((

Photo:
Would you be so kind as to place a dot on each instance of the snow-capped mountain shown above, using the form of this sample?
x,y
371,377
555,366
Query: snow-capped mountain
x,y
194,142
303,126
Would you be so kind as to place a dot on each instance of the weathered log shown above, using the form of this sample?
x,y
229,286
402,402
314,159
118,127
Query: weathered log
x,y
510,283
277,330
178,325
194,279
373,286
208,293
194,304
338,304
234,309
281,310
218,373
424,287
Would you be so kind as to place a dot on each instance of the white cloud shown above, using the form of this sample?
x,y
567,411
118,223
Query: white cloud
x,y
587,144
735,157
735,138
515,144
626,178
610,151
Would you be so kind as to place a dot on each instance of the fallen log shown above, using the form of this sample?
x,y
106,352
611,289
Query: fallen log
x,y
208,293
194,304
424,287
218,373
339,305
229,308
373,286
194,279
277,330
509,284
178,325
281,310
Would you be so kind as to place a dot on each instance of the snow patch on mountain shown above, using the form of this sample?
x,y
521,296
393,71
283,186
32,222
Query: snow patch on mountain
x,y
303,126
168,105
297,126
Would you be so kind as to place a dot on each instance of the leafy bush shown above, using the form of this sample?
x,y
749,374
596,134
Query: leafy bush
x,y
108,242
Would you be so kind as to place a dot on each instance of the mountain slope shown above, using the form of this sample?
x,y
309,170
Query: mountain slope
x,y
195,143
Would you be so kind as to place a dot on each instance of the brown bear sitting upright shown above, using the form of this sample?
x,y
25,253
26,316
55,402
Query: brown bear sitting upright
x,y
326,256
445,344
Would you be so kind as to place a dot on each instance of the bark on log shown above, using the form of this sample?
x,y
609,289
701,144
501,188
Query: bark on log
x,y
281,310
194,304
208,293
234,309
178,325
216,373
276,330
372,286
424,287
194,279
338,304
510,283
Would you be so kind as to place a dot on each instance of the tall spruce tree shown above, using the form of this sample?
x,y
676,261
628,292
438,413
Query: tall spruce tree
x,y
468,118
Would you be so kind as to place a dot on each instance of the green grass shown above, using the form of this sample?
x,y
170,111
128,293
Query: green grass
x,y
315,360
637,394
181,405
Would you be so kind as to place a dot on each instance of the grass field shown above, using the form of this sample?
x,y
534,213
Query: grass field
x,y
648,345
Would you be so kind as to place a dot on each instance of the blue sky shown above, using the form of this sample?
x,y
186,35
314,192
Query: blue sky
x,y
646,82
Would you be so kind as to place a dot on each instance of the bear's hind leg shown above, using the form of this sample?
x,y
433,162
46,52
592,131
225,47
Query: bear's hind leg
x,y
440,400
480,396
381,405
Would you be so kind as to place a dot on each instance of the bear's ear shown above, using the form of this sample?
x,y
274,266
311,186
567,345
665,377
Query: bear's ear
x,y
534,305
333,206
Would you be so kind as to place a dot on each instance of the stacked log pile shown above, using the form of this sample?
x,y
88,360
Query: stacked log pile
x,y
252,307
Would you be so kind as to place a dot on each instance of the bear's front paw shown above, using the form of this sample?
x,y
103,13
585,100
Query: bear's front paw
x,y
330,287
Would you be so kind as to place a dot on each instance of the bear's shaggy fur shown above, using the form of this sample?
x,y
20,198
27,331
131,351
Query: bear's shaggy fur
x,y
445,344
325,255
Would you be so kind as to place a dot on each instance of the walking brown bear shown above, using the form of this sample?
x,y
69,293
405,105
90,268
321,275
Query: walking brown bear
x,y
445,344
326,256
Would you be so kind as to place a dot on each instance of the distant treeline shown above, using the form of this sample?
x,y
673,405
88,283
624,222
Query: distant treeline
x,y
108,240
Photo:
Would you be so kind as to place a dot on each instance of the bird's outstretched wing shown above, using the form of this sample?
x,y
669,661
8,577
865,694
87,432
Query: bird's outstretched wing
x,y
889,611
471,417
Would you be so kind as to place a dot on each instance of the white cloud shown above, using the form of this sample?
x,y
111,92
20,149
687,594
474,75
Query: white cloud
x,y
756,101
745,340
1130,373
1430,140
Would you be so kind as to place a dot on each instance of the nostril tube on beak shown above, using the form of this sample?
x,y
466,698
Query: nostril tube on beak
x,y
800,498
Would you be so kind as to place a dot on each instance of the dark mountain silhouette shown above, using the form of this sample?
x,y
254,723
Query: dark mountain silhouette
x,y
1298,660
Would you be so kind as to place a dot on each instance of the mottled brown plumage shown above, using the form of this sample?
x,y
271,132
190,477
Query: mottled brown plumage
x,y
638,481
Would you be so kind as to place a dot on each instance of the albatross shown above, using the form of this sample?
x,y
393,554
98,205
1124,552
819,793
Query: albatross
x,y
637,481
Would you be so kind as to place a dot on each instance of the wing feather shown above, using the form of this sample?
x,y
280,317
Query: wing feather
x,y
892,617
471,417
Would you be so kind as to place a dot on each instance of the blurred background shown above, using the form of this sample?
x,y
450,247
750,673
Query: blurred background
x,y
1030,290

))

**ASSIGNMENT**: Output all of the data exactly.

**RESULT OF THE TASK**:
Photo:
Would you be so kind as to place a dot on each instance of the snow-capped mountain shown above, using the form of this sample?
x,y
371,377
555,366
Query: snow-capped mountain
x,y
194,142
303,126
Would you be so kind as to place a dot on each instance of the weathered log shown above, using the form of this sample?
x,y
229,286
402,402
314,159
118,127
Query: weathered log
x,y
510,283
277,330
178,325
194,279
373,286
208,293
194,304
338,304
234,309
281,310
218,373
424,287
Would you be so kind as to place a dot on each instance of the white cloud shown above, using the form of this sample?
x,y
567,411
118,223
Query: white cloud
x,y
587,144
735,157
735,138
515,144
626,178
610,151
Would you be so kind as to place a dot on each instance of the fallen log shown above, using the form of this sample?
x,y
106,352
611,289
Query: fallen log
x,y
208,293
194,304
424,287
218,373
339,305
229,308
373,286
194,279
277,330
509,284
178,325
281,310
Would you be so kind as to place a dot on each instance of the snow patch on mountain shown above, using the form of this sample?
x,y
521,296
393,71
283,186
32,222
Query: snow patch on mountain
x,y
303,126
168,105
297,126
Would you be so kind as to place a dot on each instance of the leafy bush shown above, using the form of this sample?
x,y
749,374
596,134
Query: leafy bush
x,y
108,242
Would you be so kind as to place a dot on each instance of the mountain slope shown above, using the form of this sample?
x,y
309,170
Query: mountain slope
x,y
195,143
Would you be so kind as to place a dot on each instance of the brown bear sitting upright shown above, using the form of this sample?
x,y
25,253
26,316
55,402
Query: brown bear sitting upright
x,y
326,256
445,344
Would you be so kind as to place a dot on each instance of the bark on log shown above, using the form of this sample?
x,y
609,289
701,144
501,188
Query: bark on log
x,y
281,310
194,304
208,293
234,309
178,325
216,373
276,330
372,286
424,287
194,279
338,304
510,283
Would you be so kind as to place a dot on each instance of the tall spruce tree shown above, using the form of this sample?
x,y
676,261
628,292
438,413
Query: tall spruce tree
x,y
468,118
Would you be so kind as to place a dot on each instance of the green grass shown above, using the form of this sample?
x,y
170,111
128,293
Query: green grass
x,y
315,360
637,394
181,405
Would you be so kind as to place a dot on each instance of the grass field shown above, using the form of this sample?
x,y
534,213
Query: grass field
x,y
648,345
Would you be so kind as to place a dot on each instance of the blue sky shown above, using the form of this sample?
x,y
186,35
314,192
Query: blue sky
x,y
646,82
Would you be so kind as to place a dot on each instance of the bear's hind leg shown above, using the form of this sample?
x,y
433,162
46,52
592,131
225,47
Query: bear's hind leg
x,y
440,400
480,396
381,405
Would you be so kind as to place a dot on each instance of the bear's ear shown above, using the form of this sample?
x,y
274,266
311,186
567,345
665,377
Query: bear's ear
x,y
534,305
333,206
Would you be so kind as to place a dot on each instance of the stacked log pile shown above, using the form of this sample?
x,y
88,360
Query: stacked log pile
x,y
252,307
Would you be so kind as to place a dot on each instance of the bear's front paw shown above, using the form of this sample?
x,y
103,13
585,100
Query: bear's front paw
x,y
330,287
Would you be so kind as to place a dot on each instance of the bear's shaggy fur shown above, using the form of this sample?
x,y
20,198
27,331
131,351
Query: bear's shaggy fur
x,y
445,344
325,255
Would you be so kind as to place a dot on each instance of the walking brown bear shown above, using the form of this sample?
x,y
69,293
405,105
90,268
321,275
Query: walking brown bear
x,y
445,344
326,256
Would you be so kind as to place a dot on each instance of the distant treeline shown above, using the form of this sample?
x,y
673,405
88,283
624,222
Query: distant treeline
x,y
108,240
Photo:
Would you be so kind as to place a dot on each instance of the bird's outstretched wing shown above, using the form of this sample?
x,y
669,661
8,577
865,694
87,432
Query: bird's outstretched wing
x,y
889,611
471,417
Would you be so kind as to place a dot on each instance of the white cloud shown above, using the form of this sample?
x,y
111,92
20,149
687,594
474,75
Query: white cloud
x,y
756,101
745,340
1130,373
1430,140
Would you be so kind as to place a dot on each instance of the nostril tube on beak shown above, using the form of this sample?
x,y
466,698
Query: nostril tube on beak
x,y
800,498
Would you be so kind as to place a dot on each instance of the dark mountain silhouette shown above, using the form of this sample?
x,y
254,723
Query: dark mountain silhouette
x,y
1298,660
Would you be so kind as to place a dot on each instance of the mottled brown plumage shown above, using the form of this sample?
x,y
271,132
190,477
Query: mottled brown plumage
x,y
638,481
Would you be so kind as to place a dot on each instance of the albatross shown above, using the form of this sample?
x,y
393,554
98,205
1124,552
819,793
Query: albatross
x,y
637,481
Would you be so kind as to place a dot on each instance of the wing feather shown above, using the form of this sample?
x,y
280,317
Query: wing feather
x,y
892,617
471,417
Would you be so kind as to place a dot on each instance of the blurred background shown above, using the form of this sample?
x,y
450,247
750,673
Query: blurred background
x,y
1030,290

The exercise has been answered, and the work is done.